■ **TASK INSTRUCTIONS**:
Once every line in the data that follows has been checked for the word "query", give only the number of lines that hold it.

[[ EXTRACTED RECORDS open ]]

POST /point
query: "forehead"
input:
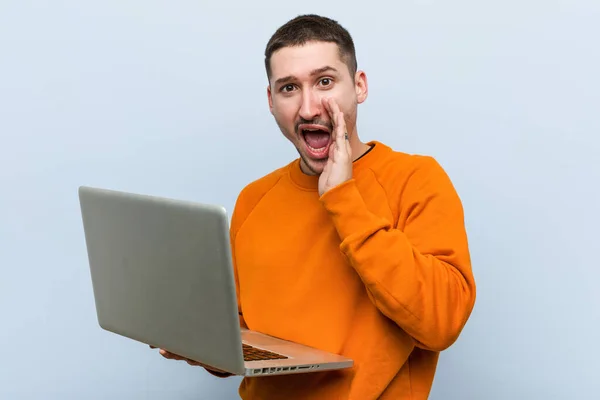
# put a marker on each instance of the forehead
(299, 61)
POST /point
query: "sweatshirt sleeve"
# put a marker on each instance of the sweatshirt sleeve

[[ EXTRACTED RECORDS closed ]]

■ **RESPONSE TO THE TASK**:
2